§ **Short problem**: In the project description below, retype word for word the passage that begins at the words "Improving Protocol Vulnerability" and stops after "of model checking.".

§ **Page extract**:
Improving Protocol Vulnerability Discovery via Semantic Interpretation of Textual Specifications
Principal Investigator: Dan Goldwasser
Two methods used for vulnerability discovery in network protocols are protocol testing and protocol property model checking. Testing and model checking implementations of network protocols is a tedious and time-consuming task, where significant manual effort goes into designing test cases and testing scenarios, in the case of testing, or protocol requirements in the case of model checking.
Both approaches require detailed and structured information about the tested protocols, in the form of messages, state machine, invariants, etc. Most of the time this information is derived manually by people with different levels of expertise,. The process can be made more effective and less expensive by leveraging documentation and specification about these protocols and available in text format. Automatically analyzing the information available in documentations in the form of textual specification will open new avenues not only for improving vulnerability finding for network protocols, but for software design in general.

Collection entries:
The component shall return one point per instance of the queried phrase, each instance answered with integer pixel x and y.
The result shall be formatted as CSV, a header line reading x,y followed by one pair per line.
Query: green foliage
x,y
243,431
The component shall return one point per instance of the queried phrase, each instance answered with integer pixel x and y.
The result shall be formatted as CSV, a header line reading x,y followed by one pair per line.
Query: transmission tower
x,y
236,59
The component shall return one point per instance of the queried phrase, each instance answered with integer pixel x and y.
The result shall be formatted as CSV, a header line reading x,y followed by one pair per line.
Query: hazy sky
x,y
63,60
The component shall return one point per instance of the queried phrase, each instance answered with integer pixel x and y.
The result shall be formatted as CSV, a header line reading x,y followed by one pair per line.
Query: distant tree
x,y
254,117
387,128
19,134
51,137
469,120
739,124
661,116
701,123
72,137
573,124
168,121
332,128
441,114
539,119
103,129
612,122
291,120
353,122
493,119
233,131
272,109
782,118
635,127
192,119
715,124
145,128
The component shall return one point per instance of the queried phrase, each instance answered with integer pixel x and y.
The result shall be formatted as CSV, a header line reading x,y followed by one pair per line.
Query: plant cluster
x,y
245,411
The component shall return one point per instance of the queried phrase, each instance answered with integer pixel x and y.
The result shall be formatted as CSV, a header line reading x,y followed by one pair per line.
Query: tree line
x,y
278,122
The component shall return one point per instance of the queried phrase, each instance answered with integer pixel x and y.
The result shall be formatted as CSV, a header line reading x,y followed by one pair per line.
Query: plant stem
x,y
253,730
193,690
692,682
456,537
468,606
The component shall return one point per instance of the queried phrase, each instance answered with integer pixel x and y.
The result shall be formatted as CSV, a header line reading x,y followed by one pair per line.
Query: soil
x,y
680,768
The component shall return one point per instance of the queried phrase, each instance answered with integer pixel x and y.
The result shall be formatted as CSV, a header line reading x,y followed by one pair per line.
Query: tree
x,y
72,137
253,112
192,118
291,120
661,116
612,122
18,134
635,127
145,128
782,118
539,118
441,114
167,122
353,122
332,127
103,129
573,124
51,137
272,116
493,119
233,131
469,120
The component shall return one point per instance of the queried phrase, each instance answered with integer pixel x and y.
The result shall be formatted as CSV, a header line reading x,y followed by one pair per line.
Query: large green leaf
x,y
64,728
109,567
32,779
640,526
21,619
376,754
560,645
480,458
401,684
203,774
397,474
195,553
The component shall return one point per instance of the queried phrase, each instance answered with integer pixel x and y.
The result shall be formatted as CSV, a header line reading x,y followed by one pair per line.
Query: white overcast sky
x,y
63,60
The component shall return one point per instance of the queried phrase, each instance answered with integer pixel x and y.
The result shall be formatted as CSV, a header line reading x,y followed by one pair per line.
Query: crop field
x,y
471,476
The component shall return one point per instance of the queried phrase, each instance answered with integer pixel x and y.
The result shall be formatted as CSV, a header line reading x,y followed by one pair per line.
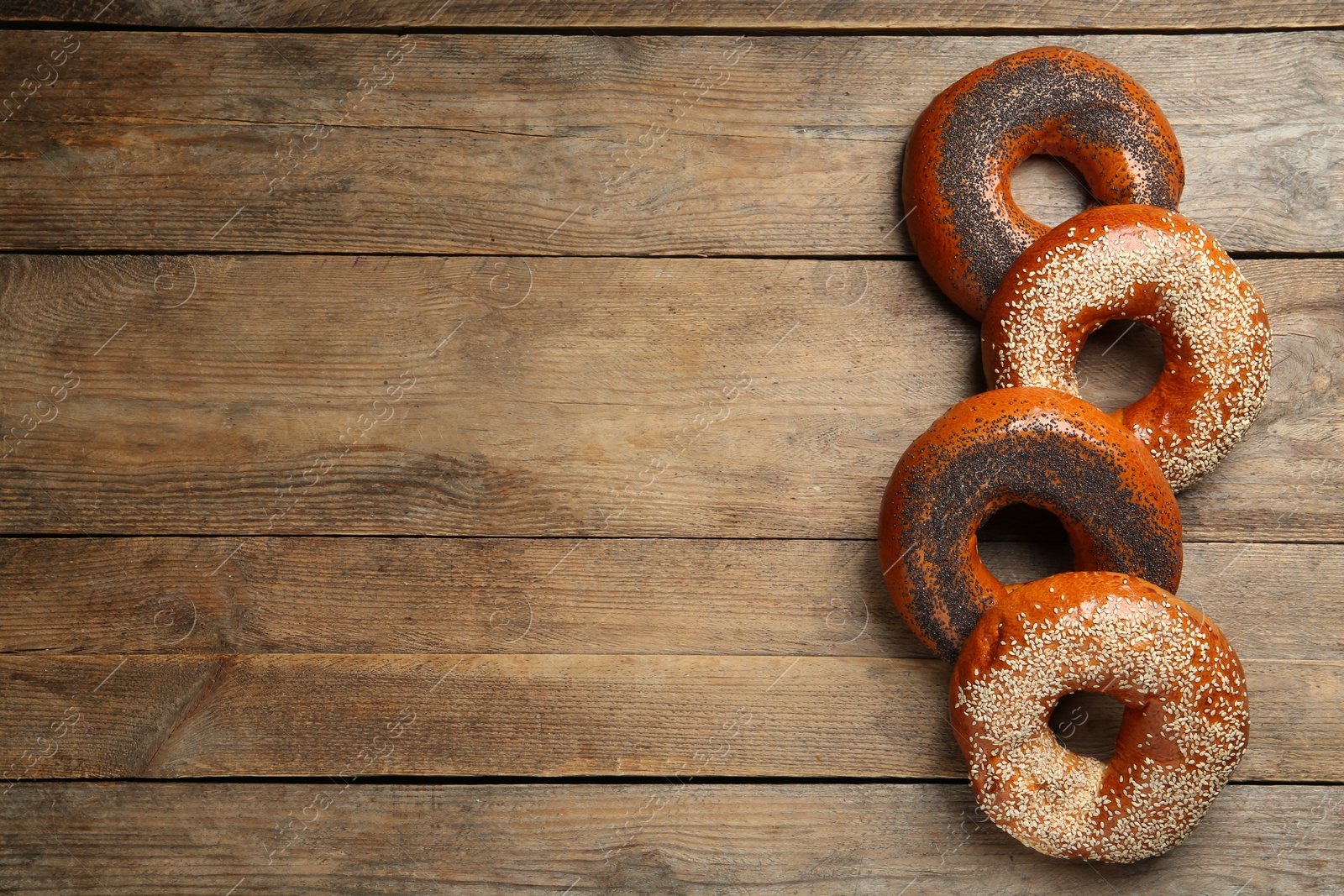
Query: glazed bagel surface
x,y
1151,265
1032,446
956,179
1184,727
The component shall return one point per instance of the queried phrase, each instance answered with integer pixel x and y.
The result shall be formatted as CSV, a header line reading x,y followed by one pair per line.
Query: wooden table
x,y
445,443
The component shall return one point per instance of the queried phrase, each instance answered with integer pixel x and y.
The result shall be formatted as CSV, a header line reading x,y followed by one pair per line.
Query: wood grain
x,y
597,145
867,839
174,716
696,13
551,396
557,595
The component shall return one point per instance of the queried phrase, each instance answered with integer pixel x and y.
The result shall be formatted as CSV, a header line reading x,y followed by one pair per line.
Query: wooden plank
x,y
597,145
172,716
514,396
687,839
555,595
726,13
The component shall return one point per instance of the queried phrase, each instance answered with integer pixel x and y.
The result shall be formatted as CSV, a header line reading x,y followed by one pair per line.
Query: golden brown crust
x,y
1018,446
1184,730
1151,265
956,179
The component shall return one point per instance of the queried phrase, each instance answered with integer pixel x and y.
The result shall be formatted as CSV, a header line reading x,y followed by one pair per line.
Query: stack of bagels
x,y
1113,625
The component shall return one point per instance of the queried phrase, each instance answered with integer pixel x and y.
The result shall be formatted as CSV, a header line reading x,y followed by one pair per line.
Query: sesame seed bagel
x,y
1151,265
956,181
1018,446
1184,727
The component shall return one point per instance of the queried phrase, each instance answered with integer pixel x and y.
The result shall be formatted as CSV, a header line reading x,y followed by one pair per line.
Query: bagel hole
x,y
1021,543
1120,364
1088,723
1050,188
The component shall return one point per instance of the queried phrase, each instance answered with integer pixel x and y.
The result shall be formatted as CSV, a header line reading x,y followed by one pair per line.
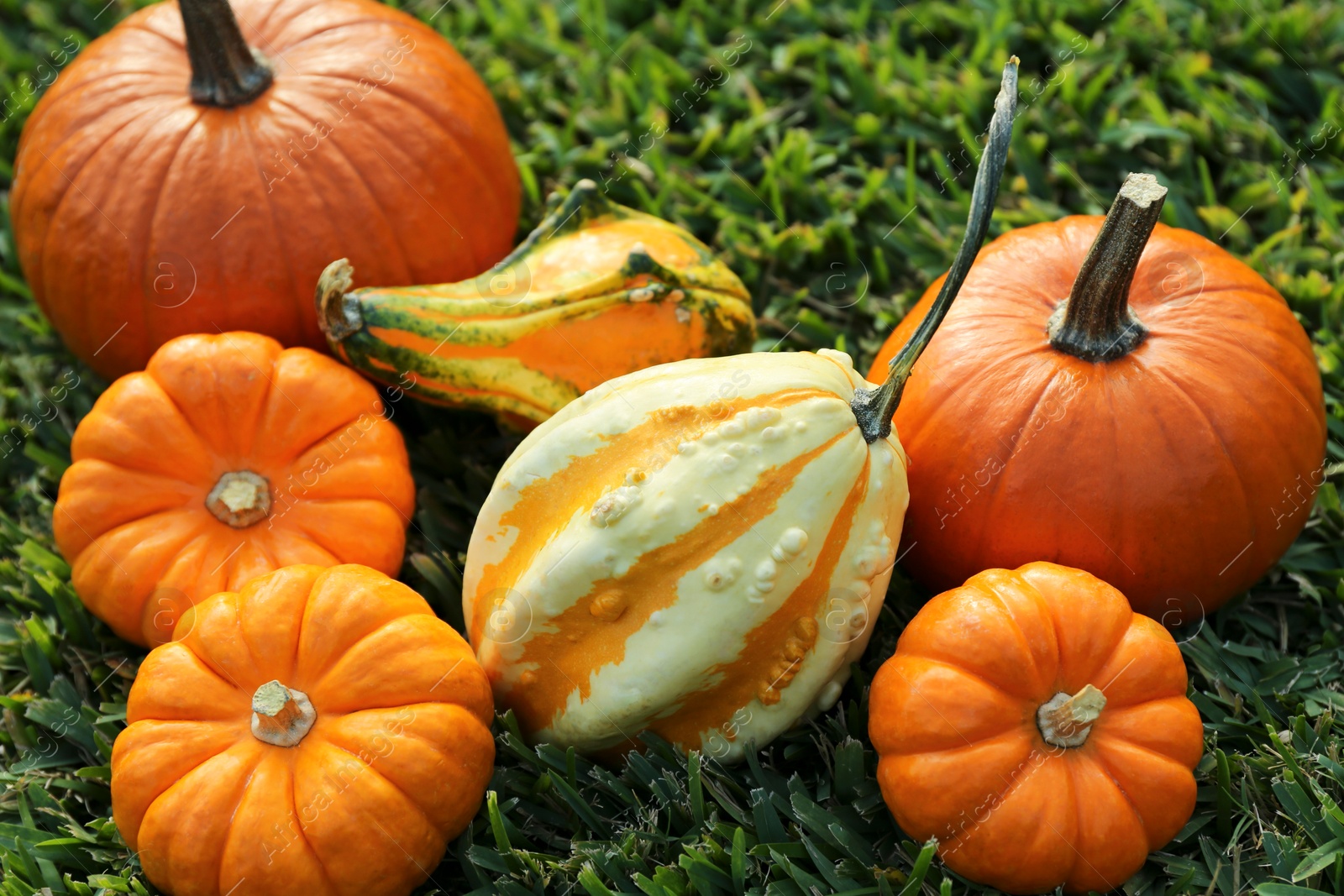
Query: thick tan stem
x,y
281,716
225,71
1066,720
239,499
1095,322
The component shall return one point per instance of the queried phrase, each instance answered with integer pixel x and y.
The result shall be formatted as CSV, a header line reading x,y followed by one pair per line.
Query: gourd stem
x,y
225,71
1095,322
874,407
1066,720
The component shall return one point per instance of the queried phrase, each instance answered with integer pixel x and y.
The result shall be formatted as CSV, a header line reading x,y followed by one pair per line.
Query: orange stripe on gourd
x,y
763,671
546,506
591,634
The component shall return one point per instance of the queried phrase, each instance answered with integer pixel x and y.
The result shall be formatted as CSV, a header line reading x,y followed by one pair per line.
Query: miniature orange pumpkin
x,y
1039,728
226,458
319,732
1162,429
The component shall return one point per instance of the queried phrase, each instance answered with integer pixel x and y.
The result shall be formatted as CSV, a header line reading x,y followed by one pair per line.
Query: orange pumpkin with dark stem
x,y
320,732
228,457
187,175
1039,728
1162,429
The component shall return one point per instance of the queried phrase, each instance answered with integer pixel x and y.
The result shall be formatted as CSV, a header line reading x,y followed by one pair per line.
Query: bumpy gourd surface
x,y
394,766
1179,473
698,550
140,215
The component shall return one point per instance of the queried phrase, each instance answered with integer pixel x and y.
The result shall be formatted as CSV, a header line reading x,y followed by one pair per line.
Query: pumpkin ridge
x,y
1115,736
186,721
1092,755
202,537
293,456
984,587
71,187
246,129
277,98
476,262
738,680
1296,396
1254,407
423,815
1303,399
233,813
992,499
242,789
333,661
538,705
299,826
152,208
208,450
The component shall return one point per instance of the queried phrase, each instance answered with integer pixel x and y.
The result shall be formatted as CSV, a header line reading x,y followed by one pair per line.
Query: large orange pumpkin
x,y
226,458
320,732
1163,429
172,181
1039,728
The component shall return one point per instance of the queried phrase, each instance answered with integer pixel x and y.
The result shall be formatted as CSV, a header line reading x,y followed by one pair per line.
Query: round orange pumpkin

§ **Exercise answer**:
Improving Protocol Vulnerability Discovery via Semantic Interpretation of Textual Specifications
Principal Investigator: Dan Goldwasser
Two methods used for vulnerability discovery in network protocols are protocol testing and protocol property model checking. Testing and model checking implementations of network protocols is a tedious and time-consuming task, where significant manual effort goes into designing test cases and testing scenarios, in the case of testing, or protocol requirements in the case of model checking.